__Exercise directions__
The entries below should be transcribed exactly, every one of them.

BEGIN

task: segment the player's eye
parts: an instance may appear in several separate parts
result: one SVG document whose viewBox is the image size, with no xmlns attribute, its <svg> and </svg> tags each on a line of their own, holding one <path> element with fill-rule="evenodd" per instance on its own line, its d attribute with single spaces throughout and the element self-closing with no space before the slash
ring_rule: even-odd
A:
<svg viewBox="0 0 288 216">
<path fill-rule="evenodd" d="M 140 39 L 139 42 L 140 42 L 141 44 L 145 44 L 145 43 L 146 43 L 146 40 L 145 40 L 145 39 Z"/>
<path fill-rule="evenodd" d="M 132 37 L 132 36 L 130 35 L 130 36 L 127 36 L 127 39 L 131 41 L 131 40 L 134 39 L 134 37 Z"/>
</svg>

END

__Result of this exercise__
task: segment the player's eye
parts: an instance may appear in several separate parts
result: one SVG document whose viewBox is the image size, with no xmlns attribute, its <svg> and </svg> tags each on a line of their own, holding one <path> element with fill-rule="evenodd" per instance on its own line, its d attribute with single spaces throughout and the element self-closing with no space before the slash
ring_rule: even-odd
A:
<svg viewBox="0 0 288 216">
<path fill-rule="evenodd" d="M 140 39 L 139 42 L 140 42 L 141 44 L 145 44 L 145 43 L 146 43 L 146 40 L 145 40 L 145 39 Z"/>
<path fill-rule="evenodd" d="M 132 37 L 132 36 L 130 35 L 130 36 L 127 36 L 127 39 L 131 41 L 131 40 L 134 39 L 134 37 Z"/>
</svg>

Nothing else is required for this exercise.